→ **THE EXERCISE**: Copy the records word for word from the line containing "I need to know—whereabouts is the dry leaf?" through the line containing "[76,241,147,258]", leaving out the pictures.

→ **DATA ENTRIES**:
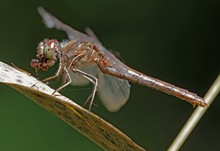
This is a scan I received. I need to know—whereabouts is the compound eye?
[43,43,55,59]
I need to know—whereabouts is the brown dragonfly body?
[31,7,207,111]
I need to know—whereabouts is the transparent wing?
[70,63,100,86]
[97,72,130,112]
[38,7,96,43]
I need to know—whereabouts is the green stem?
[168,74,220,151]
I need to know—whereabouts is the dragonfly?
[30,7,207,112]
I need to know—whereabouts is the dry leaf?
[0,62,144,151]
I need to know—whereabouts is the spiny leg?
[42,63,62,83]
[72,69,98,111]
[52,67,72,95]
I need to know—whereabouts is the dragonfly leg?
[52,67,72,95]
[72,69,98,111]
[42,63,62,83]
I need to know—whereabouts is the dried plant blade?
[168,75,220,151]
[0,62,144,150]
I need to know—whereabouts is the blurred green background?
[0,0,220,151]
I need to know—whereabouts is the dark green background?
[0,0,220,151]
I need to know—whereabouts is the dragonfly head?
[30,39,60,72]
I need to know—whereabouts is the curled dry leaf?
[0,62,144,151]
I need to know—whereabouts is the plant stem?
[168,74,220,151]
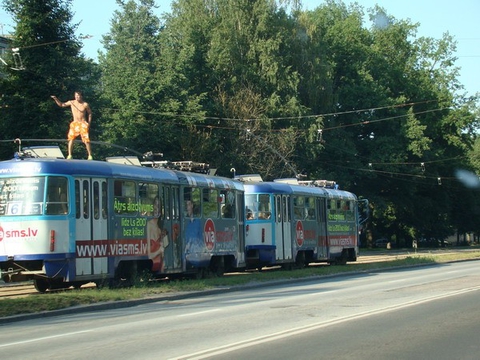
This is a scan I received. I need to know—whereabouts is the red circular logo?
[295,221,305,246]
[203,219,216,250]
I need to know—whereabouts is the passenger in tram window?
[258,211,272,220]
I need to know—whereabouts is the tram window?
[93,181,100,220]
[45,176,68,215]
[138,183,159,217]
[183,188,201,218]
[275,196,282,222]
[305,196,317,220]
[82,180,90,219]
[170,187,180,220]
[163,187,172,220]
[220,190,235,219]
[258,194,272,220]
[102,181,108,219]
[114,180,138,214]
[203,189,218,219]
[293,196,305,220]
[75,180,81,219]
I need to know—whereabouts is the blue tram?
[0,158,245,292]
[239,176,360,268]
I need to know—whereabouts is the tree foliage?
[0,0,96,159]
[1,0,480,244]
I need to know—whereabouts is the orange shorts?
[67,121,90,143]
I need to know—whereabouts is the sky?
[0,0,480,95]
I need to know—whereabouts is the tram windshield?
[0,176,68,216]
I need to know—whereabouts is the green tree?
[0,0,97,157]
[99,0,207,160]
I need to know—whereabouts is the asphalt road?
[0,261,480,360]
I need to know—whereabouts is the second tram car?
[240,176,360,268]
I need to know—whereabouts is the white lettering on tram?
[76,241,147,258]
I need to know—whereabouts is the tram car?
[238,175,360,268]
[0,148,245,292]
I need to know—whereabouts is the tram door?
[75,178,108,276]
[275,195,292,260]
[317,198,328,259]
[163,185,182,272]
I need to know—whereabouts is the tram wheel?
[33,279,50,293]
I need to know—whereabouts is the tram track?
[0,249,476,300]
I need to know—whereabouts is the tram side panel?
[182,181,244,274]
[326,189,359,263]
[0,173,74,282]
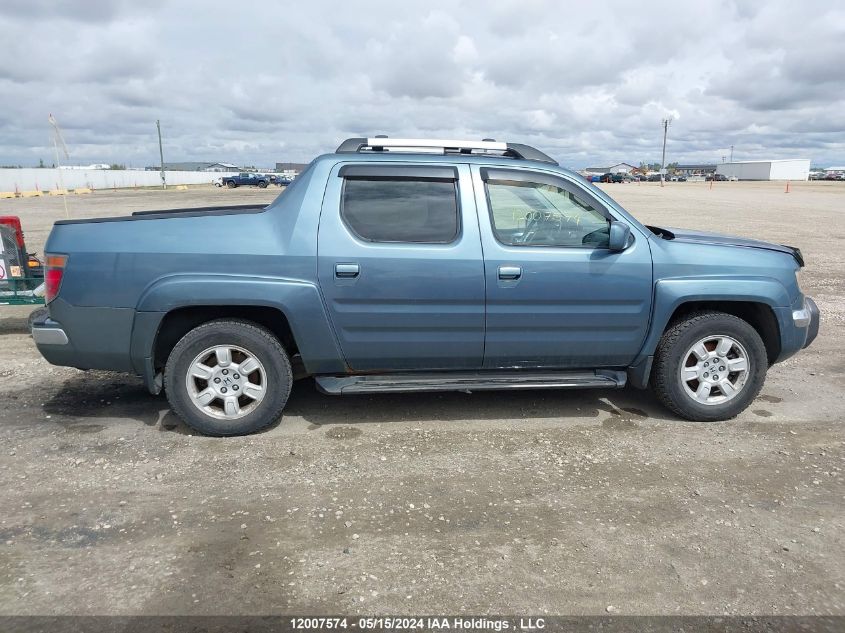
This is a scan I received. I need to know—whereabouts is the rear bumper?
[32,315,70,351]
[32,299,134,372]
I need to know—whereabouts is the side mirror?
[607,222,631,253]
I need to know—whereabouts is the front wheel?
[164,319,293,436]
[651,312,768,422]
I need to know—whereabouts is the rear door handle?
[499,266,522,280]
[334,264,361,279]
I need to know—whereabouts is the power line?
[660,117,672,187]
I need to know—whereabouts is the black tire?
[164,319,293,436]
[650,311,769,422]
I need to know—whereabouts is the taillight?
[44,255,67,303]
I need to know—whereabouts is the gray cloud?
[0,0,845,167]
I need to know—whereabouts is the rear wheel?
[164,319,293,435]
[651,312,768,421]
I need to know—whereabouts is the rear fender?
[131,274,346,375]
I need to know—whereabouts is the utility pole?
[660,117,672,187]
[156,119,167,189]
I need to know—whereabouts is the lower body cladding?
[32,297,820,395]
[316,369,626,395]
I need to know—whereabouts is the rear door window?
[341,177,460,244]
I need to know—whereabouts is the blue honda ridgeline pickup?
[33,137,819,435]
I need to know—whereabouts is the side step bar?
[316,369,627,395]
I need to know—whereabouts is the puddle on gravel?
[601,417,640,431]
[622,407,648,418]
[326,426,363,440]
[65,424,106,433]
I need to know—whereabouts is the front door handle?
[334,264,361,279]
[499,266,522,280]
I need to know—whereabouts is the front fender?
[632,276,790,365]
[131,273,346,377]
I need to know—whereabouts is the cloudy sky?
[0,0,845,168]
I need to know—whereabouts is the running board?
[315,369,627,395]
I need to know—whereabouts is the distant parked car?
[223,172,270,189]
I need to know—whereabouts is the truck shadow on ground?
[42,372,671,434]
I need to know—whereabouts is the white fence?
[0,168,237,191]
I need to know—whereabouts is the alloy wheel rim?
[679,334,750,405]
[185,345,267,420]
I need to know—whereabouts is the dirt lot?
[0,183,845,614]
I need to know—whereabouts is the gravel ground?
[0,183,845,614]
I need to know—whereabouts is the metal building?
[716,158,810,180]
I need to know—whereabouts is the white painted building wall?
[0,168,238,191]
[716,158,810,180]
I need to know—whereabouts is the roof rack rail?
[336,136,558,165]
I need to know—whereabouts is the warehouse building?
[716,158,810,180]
--
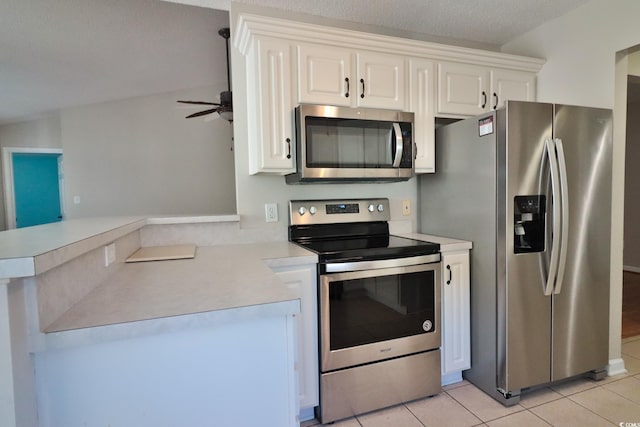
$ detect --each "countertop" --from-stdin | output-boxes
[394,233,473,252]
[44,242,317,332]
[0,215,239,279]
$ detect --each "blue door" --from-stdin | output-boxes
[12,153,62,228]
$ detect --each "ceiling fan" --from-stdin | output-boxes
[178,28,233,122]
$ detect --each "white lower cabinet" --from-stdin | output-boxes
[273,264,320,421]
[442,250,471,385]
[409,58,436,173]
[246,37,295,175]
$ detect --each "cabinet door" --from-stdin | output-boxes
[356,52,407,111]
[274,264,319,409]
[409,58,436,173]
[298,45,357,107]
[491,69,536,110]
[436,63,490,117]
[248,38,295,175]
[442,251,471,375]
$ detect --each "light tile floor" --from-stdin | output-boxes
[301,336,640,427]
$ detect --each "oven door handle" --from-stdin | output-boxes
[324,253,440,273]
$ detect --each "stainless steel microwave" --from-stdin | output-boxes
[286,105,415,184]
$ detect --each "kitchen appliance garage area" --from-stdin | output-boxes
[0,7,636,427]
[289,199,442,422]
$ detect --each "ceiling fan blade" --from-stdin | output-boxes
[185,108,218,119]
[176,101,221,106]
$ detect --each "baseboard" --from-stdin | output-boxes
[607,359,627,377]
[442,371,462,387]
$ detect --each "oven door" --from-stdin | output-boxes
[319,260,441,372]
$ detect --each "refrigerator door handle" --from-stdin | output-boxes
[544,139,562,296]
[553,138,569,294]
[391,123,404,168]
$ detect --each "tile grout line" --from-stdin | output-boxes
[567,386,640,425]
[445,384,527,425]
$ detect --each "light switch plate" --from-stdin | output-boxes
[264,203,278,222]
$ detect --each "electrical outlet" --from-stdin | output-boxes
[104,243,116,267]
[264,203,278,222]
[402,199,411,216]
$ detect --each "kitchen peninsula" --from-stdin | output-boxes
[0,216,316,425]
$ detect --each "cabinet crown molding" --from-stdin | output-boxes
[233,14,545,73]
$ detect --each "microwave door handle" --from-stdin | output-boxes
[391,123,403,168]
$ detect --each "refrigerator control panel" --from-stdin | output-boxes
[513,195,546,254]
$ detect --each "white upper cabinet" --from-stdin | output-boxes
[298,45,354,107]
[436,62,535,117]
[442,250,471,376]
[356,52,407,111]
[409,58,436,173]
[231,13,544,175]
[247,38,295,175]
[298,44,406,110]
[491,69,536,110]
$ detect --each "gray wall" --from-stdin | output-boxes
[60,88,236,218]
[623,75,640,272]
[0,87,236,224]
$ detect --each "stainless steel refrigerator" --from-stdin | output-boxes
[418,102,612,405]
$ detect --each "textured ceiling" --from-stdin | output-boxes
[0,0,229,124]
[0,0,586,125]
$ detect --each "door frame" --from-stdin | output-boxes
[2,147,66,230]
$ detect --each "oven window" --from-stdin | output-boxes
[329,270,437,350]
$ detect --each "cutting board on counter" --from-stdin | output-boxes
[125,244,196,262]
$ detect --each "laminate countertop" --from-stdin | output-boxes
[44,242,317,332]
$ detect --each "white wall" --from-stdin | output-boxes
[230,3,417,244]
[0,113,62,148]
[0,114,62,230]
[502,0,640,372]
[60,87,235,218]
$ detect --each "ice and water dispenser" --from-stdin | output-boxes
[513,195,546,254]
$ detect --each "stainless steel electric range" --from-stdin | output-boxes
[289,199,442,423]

→ **COMPLETED EXERCISE**:
I need to know—whereabouts is the dry leaf?
[0,62,144,151]
I need to know—whereabouts is the spiny leg?
[42,63,62,83]
[72,69,98,111]
[52,67,72,95]
I need to know—whereabouts is the dragonfly leg?
[52,67,72,95]
[72,69,98,111]
[42,63,62,83]
I need to know—whereabouts is the dried plant blade?
[168,75,220,151]
[0,62,144,150]
I need to know—whereabouts is the blurred green background?
[0,0,220,151]
I need to know—whereabouts is the dark green background?
[0,0,220,151]
I need to know—whereabouts is the dragonfly head?
[30,39,60,72]
I need to know—whereabouts is the curled dry leaf?
[0,62,144,151]
I need to know—whereabouts is the plant stem?
[168,74,220,151]
This is a scan I received. I need to know—whereabouts is the red circular logo?
[295,221,305,246]
[203,219,216,250]
I need to know—whereabouts is the passenger in tram window?
[258,211,272,220]
I need to know—whereabouts is the tram window?
[93,181,100,220]
[45,176,68,215]
[138,183,159,217]
[183,188,201,218]
[275,196,282,222]
[305,196,317,220]
[82,180,90,219]
[170,187,180,220]
[163,187,172,220]
[220,190,235,219]
[258,194,272,220]
[102,181,108,219]
[114,180,138,214]
[203,189,218,219]
[293,196,305,220]
[75,180,81,219]
I need to know—whereabouts is the blue tram?
[0,158,245,292]
[239,176,360,268]
I need to know—whereabouts is the tree foliage?
[0,0,96,159]
[1,0,480,244]
I need to know—whereabouts is the orange shorts?
[67,121,90,143]
I need to know—whereabouts is the sky?
[0,0,480,95]
I need to know—whereabouts is the tram windshield?
[0,176,68,216]
I need to know—whereabouts is the green tree?
[0,0,97,157]
[99,0,207,160]
I need to know—whereabouts is the asphalt road?
[0,261,480,360]
I need to know—whereabouts is the second tram car?
[240,176,360,268]
I need to know—whereabouts is the white lettering on tram?
[76,241,147,258]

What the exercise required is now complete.